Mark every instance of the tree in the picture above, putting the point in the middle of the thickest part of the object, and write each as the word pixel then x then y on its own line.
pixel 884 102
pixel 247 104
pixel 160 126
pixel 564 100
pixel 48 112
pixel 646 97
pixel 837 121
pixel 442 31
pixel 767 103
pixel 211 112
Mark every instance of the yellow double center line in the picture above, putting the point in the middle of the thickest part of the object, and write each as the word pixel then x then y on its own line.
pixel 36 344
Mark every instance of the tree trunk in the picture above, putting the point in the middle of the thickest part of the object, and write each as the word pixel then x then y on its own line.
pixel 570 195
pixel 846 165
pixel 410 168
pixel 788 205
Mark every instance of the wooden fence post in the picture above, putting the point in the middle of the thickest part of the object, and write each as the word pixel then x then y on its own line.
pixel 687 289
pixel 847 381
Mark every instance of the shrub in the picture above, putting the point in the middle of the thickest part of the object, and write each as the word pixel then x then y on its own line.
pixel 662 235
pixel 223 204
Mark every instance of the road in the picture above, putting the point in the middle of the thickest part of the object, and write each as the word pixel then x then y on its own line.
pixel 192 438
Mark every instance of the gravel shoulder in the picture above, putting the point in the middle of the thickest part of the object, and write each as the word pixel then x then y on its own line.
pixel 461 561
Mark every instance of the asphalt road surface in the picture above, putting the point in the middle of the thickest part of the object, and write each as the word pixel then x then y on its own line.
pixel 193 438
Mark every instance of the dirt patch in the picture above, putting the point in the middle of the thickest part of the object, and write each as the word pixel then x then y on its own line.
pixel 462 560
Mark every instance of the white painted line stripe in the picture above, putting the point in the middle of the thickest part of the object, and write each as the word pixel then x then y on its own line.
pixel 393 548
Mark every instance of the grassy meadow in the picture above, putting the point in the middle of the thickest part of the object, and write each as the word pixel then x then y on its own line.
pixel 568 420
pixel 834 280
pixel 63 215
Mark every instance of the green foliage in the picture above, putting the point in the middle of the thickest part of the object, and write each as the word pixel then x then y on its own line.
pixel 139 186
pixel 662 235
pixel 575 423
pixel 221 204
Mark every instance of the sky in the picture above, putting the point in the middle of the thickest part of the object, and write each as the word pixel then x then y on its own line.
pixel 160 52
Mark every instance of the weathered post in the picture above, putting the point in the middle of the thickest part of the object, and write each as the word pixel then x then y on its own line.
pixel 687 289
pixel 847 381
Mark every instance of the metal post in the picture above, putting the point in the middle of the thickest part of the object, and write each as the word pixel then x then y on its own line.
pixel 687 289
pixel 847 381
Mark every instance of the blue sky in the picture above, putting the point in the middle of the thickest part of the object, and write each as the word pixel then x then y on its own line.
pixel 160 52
⁂
▶ [WHAT THIS TASK INVOLVES]: Copy the whole listing above word for word, keeping every line in its original order.

▶ [TASK ANSWER]:
Mark every instance of the tree in the picture above, putting the point in the middle of the thickest part of the object, and write each as the word pixel then x then y on its own line.
pixel 884 102
pixel 247 104
pixel 160 126
pixel 564 100
pixel 48 112
pixel 646 97
pixel 837 121
pixel 442 31
pixel 767 103
pixel 211 112
Mark every instance of the yellow double center line in the picture above, putting the point in the middle of the thickest part of the object, and write each as the word pixel then x then y on its own line.
pixel 36 344
Mark every instance of the tree trunk in the picture above, putting the point in the middle of the thickest part of the object, and write each as the word pixel then x then y on its own line.
pixel 570 195
pixel 846 165
pixel 410 168
pixel 788 205
Mark every instance of the wooden fence post in the picture above, putting the point in the middle of the thickest part of the object, and write each as the word pixel then x then y on its own line.
pixel 687 289
pixel 847 381
Mark every instance of the shrub in the picture above, putting the point in the middle of the thickest part of the object, and write each as the word pixel then x then y on its own line.
pixel 662 235
pixel 223 204
Mark every instance of the road in the picture above, putting the point in the middle of the thickest part of the object, and write each as the word pixel then x then y on its own line.
pixel 192 438
Mark every instance of the gravel shoulder in the picture above, putting the point in the middle of the thickest part of the object, and write each as the word pixel then x then y on its own line.
pixel 461 561
Mark every instance of the asphalt road surface in the picture above, putting the point in the middle of the thickest part of the object, and write each as the word pixel then x then y on its own line.
pixel 193 438
Mark every instance of the dirt patch in the picture above, putting the point in the middle of the thickest part of the object, and write each as the word pixel then x then y on its own line.
pixel 462 560
Mark every instance of the white painted line stripe in the picture above, putting the point in the middle of the thickest part of the object, and write each as the word pixel then x then y on its own line.
pixel 393 548
Mark every instance of the grassy meadow in the picture above, putting the point in the middle of the thickest part of the object, and write each as the word pixel then x then y on its own line.
pixel 568 420
pixel 834 280
pixel 63 215
Mark every instance of the green foliage in the picture above, putting the point in the middle of the thickest part of the object, and write each as the word pixel then x then y on its own line.
pixel 139 186
pixel 662 235
pixel 575 423
pixel 221 204
Mark every instance of the sky in the picture above, putting the point in the middle of the thickest part of the object, and write each as the word pixel then x then y on its own line.
pixel 160 52
Mark every instance of the weathered post in the picture above, putting the point in the middle of the thickest part of the object, and write each as the word pixel then x then y on its own line.
pixel 687 289
pixel 847 381
Mark every instance of the metal post in the picture above, putting the point in the middle of the thickest part of the object, and write each as the word pixel then x then y on its own line.
pixel 687 289
pixel 847 381
Mark every instance of the blue sky in the picture above, putting the point in the middle of the thickest part of the object, and write each as the word pixel then x then y on its own line.
pixel 160 52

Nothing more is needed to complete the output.